(Location annotation dataset excerpts)
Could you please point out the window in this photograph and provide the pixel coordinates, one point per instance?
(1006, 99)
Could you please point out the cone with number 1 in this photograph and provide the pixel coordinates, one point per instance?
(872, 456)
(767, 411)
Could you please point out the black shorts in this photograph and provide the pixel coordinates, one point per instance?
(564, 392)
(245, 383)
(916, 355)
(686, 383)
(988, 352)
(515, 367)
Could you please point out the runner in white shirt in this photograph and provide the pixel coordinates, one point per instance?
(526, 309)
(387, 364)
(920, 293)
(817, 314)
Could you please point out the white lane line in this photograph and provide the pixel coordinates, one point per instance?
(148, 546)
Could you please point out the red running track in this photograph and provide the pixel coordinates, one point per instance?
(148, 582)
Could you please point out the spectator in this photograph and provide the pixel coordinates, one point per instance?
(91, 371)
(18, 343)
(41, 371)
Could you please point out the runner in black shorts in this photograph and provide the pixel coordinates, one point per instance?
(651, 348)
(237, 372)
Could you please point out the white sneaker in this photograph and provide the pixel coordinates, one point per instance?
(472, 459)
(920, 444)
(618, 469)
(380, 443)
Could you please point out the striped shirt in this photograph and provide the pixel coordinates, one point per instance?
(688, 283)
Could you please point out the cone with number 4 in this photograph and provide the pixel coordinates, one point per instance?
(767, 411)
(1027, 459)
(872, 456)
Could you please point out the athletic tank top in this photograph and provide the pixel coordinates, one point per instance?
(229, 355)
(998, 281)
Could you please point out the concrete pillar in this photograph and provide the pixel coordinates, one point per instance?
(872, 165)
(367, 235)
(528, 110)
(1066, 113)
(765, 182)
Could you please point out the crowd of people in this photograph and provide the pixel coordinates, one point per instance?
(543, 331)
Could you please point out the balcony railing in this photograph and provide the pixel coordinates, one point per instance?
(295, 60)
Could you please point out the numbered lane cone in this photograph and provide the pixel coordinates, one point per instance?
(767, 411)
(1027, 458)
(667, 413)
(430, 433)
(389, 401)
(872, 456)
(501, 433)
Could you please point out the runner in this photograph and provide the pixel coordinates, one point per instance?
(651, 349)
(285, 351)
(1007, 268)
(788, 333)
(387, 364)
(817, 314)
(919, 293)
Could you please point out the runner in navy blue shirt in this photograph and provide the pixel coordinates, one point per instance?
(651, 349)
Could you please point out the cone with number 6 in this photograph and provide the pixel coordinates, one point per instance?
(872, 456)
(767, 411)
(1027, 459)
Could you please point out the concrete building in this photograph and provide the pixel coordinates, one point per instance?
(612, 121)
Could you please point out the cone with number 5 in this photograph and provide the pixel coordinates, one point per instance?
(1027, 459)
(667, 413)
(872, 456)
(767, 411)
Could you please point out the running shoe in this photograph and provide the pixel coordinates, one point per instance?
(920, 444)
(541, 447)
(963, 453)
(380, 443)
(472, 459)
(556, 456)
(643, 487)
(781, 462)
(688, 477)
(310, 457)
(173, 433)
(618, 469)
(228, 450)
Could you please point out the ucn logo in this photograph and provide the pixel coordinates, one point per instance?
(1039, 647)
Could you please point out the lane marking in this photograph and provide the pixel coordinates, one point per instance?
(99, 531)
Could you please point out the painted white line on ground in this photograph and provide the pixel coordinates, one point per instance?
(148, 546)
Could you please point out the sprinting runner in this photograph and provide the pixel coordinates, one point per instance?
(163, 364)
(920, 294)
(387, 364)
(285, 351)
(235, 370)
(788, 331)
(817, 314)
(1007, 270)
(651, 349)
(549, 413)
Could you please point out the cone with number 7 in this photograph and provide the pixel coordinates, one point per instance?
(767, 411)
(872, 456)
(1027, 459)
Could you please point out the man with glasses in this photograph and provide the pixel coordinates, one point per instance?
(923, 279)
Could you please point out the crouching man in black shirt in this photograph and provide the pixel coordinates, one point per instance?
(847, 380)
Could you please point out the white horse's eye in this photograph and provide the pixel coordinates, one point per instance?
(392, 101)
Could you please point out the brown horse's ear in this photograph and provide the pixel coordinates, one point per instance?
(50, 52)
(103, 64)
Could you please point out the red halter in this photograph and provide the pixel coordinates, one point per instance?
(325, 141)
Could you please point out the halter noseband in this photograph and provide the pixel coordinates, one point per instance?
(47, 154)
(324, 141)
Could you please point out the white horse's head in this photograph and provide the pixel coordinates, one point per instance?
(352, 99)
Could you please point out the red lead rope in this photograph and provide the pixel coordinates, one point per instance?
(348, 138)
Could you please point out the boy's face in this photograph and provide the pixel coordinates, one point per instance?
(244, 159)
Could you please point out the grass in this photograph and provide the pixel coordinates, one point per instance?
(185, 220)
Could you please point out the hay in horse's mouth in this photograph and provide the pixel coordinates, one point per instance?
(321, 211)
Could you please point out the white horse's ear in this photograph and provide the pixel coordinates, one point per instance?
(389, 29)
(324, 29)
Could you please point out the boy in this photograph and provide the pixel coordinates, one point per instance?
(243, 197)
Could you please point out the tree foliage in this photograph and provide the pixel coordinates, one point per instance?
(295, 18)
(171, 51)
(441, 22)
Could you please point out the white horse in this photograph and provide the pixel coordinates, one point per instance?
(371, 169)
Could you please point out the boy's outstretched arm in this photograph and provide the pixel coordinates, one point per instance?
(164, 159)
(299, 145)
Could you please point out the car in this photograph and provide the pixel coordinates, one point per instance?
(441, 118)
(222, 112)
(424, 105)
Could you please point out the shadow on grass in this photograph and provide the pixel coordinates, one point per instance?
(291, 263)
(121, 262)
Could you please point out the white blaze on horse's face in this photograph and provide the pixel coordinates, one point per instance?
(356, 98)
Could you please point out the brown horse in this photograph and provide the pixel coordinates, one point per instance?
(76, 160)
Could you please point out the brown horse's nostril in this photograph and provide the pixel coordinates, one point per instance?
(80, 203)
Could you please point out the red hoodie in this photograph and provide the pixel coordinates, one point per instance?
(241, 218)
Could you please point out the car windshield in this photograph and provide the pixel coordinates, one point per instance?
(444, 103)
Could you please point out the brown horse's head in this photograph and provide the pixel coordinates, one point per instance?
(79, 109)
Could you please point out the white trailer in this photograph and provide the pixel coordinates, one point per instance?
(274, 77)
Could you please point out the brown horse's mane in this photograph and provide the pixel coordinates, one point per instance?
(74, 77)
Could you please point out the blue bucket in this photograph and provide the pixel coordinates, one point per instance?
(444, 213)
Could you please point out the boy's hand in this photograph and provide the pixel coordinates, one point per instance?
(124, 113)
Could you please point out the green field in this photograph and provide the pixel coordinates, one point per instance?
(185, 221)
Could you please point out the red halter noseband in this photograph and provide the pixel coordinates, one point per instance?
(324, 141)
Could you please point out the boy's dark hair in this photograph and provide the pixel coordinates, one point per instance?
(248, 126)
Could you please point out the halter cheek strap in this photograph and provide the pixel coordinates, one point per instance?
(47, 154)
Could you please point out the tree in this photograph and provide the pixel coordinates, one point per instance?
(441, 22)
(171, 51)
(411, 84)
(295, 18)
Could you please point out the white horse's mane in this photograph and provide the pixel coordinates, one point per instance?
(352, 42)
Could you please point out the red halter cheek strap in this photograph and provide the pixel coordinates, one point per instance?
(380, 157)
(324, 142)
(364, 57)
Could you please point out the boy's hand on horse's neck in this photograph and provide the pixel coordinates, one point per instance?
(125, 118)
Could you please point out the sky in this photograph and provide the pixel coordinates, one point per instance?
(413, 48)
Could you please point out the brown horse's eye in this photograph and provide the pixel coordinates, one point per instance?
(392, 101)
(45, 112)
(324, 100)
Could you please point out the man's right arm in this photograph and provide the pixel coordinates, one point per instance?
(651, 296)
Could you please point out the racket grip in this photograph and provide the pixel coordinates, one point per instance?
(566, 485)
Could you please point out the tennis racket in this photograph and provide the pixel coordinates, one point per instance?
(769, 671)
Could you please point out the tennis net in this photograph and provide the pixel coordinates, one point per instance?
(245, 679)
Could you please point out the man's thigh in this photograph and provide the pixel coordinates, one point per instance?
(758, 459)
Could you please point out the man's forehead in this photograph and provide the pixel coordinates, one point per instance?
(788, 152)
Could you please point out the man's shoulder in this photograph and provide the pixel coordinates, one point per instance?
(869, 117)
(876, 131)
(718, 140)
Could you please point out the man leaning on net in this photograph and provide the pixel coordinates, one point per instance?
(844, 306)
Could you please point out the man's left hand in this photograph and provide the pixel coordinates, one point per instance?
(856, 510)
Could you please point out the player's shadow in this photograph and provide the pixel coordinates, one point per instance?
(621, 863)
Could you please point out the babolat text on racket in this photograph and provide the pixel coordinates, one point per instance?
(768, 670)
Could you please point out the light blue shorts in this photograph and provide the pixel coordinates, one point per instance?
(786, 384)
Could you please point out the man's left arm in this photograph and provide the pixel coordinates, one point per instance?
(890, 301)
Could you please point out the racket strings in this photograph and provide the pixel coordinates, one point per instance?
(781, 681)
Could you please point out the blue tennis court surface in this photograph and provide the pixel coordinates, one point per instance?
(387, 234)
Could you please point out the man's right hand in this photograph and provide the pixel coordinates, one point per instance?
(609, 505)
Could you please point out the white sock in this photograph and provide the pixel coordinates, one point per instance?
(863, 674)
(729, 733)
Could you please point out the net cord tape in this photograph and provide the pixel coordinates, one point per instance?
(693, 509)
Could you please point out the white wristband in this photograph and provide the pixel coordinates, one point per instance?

GOAL OF THE EXERCISE: Take the line in which "Could you please point out the man's left arm" occurs and each subsequent line through the end; give these lines again without alteration.

ANSWER TO THIS PROBLEM:
Could you please point out the man's left arm in this photograph and provide the pixel coordinates, one point per instance?
(890, 301)
Could you please point out the racket strings in this photograph and provide the pixel coordinates, one point per instance?
(781, 681)
Could you please point out the blue tennis court surface in this photograph and provide the pixel coordinates, one point per instance?
(387, 234)
Could you please point out the man's right hand in this photograph and provide the pixel coordinates, one point per instance?
(609, 505)
Could you please point out the white sock in this photograph and provide the pixel coordinates, one point per instance?
(863, 674)
(729, 733)
Could you please point out the net cord tape in this photograph and provide the pixel coordinates, one point per instance?
(693, 509)
Could you please point out the white wristband in this photograph and provide the pixel coordinates, one point per instance?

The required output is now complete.